Written exercise 1 — Count the lines in the rows below that contain the word "painted", treating uppercase and lowercase as different. Give only the number.

I pretty soon realised that behind the British jazz that we were hearing
there was the original stuff and I pretty soon discovered Louis
Armstrong, the 1925 Classics, The Hot Five and Jelly Roll Morton, Bix
Beiderbecke and people like that. I fell in love with it. Again it was
just a question of having a bash at it, not just listening to it, just
try and play it. So the first band I got in [The Pagan Jazzmen] was with
Eric playing trombone and with two mates of his,
Alan Sanderson
on drums -
which was snare drum and a hi-hat, that's it, that was the kit - and
Jimmy Crawford played the banjo. So the core of it was banjo, drums,
trombone and trumpet, you could never got a bass player. Within a very
short time Lonnie Donegan had 'Rock Island Line' out that year, Elvis
Presley came out with 'Heartbreak Hotel' and everybody started to go
"Oh, what's going on here". Lonnie Donegan turned everybody on; get a
cheap guitar and learn three chords and away you go. So that's more or
less what did it. Eric couldn't play trombone to save his life anyway.
He just said he wanted to do rock 'n' roll.
Alan the
drummer said he wanted to play a new flat Fender bass. And Jimmy the
banjo player said he wanted to play electric guitar, so I said I'll just
play drums then - just like that! So it was that easy.
Alan:
What
first attracted you to the blues and what does the blues mean to you?
John:
Whilst appreciating trad jazz there was what you would call 'classic
blues' like Bessie Smith and people like that. Then, once you get into
rock 'n' roll, again similarly with jazz as it was with rock 'n' roll,
where you start looking behind and asking "where did that come from?".
One of the first rock 'n' roll records I bought was 'Shake Rattle and
Roll' but I pretty soon discovered that Bill Haley didn't write it, he
nicked it off Big Joe Turner and then you start thinking "well, what
else is back there" and you start digging and finding Muddy Waters and
guys like that. Then there were contemporary players in America - black
guys who were playing rock 'n' roll were a lot different to the white
guys you know. You get Elvis Presley doing Hound dog, then you start
thinking "where did that come from?" and it's Big Mama Thornton and so
on. Then you listen to Chuck Berry and Little Richard and Fats Domino
you think "Oh, I'll just go that way!".
Alan:
Whilst you have documented the history of The Animals so eloquently on
The Animals & Friends website, inevitably I would like to ask a few
questions about the band and the music. Firstly tell me in your own
words about the original incarnation of The Animals, when was it, where
were you, who was in the line-up and what did you play?
John:
The original was probably Eric and me and Jimmy Crawford and
Alan Sanderson.
We started off as the Pagan Jazzmen and we morphed into the Pagans, a
slightly R&B rock outfit and we were playing a church hall in Byker
[East Newcastle] with a band called The Headley Trio lead by
pianist/singer Frank Headley playing Jerry Lee Lewis covers - nowadays
you'd call them a Jerry Lee Lewis tribute band. We played our little
spot and we were doing different things and this kid from the other
band, who was playing rhythm guitar, came over and said "Can I sit in?".

Written exercise 2 — According to the interview above, from whom did Bill Haley take "Shake Rattle and Roll"?

Dataset rows —
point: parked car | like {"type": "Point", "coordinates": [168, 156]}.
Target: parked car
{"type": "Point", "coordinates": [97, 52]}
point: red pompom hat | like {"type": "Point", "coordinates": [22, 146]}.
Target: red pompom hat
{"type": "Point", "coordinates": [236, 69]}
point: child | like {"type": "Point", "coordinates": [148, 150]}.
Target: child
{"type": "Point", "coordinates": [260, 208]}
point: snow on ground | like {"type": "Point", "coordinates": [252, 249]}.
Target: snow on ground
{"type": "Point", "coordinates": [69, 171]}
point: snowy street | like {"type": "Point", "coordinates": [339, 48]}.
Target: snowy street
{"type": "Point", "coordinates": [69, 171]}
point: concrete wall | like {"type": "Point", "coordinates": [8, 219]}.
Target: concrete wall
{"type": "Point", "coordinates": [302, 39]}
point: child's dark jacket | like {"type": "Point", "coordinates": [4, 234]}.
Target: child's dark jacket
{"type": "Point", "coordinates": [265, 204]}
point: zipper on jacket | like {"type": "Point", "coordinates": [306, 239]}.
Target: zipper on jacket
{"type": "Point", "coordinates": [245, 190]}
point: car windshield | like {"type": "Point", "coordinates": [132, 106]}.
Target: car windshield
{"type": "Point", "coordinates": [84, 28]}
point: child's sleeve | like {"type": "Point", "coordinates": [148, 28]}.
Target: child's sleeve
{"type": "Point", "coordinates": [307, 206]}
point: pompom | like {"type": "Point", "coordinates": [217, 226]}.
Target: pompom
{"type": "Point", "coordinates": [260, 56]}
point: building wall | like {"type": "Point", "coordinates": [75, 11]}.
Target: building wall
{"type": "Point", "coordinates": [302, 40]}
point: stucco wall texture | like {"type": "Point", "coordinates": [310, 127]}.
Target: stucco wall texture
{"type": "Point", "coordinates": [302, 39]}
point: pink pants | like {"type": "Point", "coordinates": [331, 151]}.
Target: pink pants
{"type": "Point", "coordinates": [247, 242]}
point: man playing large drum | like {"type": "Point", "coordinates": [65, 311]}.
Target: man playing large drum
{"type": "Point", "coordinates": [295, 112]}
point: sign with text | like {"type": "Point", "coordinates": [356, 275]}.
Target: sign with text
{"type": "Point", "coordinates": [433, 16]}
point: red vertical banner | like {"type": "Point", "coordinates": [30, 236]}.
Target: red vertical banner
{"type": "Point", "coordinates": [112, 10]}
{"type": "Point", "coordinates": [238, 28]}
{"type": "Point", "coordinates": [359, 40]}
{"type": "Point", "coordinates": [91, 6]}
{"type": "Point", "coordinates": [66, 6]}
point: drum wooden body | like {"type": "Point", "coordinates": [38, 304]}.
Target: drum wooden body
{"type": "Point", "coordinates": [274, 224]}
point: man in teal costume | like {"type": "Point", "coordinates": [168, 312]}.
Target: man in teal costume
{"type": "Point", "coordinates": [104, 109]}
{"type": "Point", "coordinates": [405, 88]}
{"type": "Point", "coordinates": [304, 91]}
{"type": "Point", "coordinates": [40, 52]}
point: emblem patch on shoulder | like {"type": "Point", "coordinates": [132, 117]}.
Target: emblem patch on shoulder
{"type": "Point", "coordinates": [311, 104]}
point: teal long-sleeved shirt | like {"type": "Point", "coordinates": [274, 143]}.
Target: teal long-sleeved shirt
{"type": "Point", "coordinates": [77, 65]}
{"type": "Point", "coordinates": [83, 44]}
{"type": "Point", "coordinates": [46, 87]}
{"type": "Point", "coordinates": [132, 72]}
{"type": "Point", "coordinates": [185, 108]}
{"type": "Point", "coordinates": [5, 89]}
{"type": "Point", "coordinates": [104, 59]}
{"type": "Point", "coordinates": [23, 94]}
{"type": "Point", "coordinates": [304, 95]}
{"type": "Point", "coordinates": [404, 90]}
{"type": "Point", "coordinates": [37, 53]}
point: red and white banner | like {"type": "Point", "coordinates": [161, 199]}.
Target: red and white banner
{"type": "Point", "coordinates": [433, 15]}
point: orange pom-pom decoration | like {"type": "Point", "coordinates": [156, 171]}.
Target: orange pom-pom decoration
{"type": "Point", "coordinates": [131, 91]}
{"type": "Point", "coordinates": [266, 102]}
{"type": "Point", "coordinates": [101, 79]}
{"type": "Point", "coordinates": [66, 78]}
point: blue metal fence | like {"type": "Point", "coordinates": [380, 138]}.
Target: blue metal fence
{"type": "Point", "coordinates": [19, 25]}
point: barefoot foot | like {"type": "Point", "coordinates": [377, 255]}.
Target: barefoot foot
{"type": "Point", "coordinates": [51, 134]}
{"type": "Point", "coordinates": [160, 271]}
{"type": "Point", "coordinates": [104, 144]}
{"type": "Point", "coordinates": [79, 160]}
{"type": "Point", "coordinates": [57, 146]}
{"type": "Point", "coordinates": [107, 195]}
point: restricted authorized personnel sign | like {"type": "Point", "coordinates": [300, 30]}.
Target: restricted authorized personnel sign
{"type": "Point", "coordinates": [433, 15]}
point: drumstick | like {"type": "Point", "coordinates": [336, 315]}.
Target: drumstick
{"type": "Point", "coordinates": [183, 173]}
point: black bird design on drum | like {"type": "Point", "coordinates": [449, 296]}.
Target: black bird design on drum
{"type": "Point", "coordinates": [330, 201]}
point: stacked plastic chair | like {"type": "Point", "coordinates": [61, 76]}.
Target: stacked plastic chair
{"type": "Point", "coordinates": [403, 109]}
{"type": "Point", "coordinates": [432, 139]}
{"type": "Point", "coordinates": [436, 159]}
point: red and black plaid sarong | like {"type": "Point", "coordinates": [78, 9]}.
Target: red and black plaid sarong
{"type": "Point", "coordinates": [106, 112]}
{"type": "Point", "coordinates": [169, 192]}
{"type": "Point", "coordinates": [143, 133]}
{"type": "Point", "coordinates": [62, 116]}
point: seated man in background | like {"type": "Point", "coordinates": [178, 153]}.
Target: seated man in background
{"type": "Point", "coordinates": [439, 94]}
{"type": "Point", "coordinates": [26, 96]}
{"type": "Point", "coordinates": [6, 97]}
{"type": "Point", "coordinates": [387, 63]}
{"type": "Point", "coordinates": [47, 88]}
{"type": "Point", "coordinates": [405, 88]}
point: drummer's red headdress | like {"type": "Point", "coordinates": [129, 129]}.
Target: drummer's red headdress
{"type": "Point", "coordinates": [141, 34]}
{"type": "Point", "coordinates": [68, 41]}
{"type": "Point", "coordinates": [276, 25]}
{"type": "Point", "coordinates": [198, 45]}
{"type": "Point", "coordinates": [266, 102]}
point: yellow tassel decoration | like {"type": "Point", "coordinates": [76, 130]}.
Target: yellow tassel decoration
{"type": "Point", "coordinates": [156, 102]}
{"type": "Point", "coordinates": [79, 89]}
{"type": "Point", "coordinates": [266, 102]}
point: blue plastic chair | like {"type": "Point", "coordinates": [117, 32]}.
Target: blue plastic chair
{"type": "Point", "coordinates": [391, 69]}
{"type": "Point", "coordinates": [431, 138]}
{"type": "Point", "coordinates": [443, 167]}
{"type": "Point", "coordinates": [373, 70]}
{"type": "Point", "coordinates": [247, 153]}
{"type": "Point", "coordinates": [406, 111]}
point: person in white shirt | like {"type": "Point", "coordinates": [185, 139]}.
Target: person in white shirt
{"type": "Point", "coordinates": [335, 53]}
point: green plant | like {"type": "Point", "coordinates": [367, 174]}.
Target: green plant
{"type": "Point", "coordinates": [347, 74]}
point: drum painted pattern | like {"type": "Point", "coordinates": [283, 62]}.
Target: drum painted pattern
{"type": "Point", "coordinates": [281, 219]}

Full solution 1 — 2

Full solution 2 — Big Joe Turner